#### What this exercise asks
[1] Answer these questions using the passage on the musical.
(a) Who is the musical director of the show?
(b) What company will record the development process of "In Emily's Words"?
(c) To what city will the students be invited in the spring?
[2] Write out the part of the passage on the musical between "Music and lyrics" and "the musical director.", inclusive.

#### Passage to read
= Beginning of Section =
Music and lyrics are by Jessy Tomsko, with the script credited to Tomsko and Brontë. Jeff Cox, a New York-based music director and conductor who has performed internationally and on Broadway, is the musical director. 

Director Kevin Halpin, a professor in the Performing Arts Department, said that “In Emily’s Words” is a show that both the cast and audience will find rewarding. 

“It has themes of the nature of art and how we as artists are inspired, and how much comes from within us versus things outside us,” Halpin said. “But what I find most fascinating in the piece is the banter between the characters in the book and the writer, and ... the idea that that there is this creative flow outside of us that we tap into. It's done with a lot of humor in this piece, which I think is really fun.” 

He added that it takes on contemporary themes like the struggle for women in a traditionally male-dominated field to have their voices heard. The novel it’s inspired by is, Halpin said, an exceptional starting point for the musical. 

Wuthering Heights itself is such a groundbreaking novel so different from the (novels) people were reading in Victorian-era England,” he said. “There are characters where there's no real clear wrong or right. There's no clear villain. It's very, very much about human nature and what drives us in a very contemporary way. It's really, truly ahead of its time.” 

As with “The Bone Harp,” students involved with “In Emily’s Words” will be invited to New York City in the spring to be part of another reading as the show progresses.   

“To be part of something that will grow beyond this, to be part of the script developed as part of the partnership with SUNY Cortland and CreateTheater so that they (the students) will always be a piece of this moving forward — that's a wonderfully exciting thing,” Halpin said. 

New this year, CreateTheater has partnered with a company called Streaming Musicals that will record the development process of “In Emily’s Words.” 

Halpin noted that the streamed performance is a way for Cortland’s students and its Musical Theatre program to broaden their visibility. 

“They’re going to be doing a documentary on the whole process for us,” he said. “Including when we’re at their studio in the city doing a version of it, recording it to stream on their platform as a full piece as well.”
= End of Section =
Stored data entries
= Beginning of Section =
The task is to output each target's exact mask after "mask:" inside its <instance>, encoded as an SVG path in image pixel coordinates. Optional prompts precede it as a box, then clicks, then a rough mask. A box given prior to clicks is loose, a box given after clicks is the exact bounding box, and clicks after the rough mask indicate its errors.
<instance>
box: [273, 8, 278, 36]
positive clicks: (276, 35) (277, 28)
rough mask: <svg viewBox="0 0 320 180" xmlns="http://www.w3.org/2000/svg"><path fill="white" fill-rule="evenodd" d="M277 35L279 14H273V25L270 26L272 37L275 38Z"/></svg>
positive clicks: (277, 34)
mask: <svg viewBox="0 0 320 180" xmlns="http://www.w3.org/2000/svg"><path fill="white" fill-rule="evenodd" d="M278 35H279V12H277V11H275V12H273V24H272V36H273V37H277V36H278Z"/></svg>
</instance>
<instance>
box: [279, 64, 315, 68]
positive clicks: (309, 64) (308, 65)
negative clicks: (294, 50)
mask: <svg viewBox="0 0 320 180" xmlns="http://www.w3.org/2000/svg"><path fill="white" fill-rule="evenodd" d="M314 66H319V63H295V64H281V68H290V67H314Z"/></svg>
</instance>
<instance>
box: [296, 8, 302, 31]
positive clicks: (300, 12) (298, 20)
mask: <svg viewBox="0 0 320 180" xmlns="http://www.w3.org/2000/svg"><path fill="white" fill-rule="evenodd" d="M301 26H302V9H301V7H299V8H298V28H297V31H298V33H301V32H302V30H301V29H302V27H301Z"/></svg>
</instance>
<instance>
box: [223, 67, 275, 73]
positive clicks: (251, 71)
= End of Section =
#### Results by task
[1]
(a) Jeff Cox
(b) Streaming Musicals
(c) New York City

[2]
Music and lyrics are by Jessy Tomsko, with the script credited to Tomsko and Brontë. Jeff Cox, a New York-based music director and conductor who has performed internationally and on Broadway, is the musical director.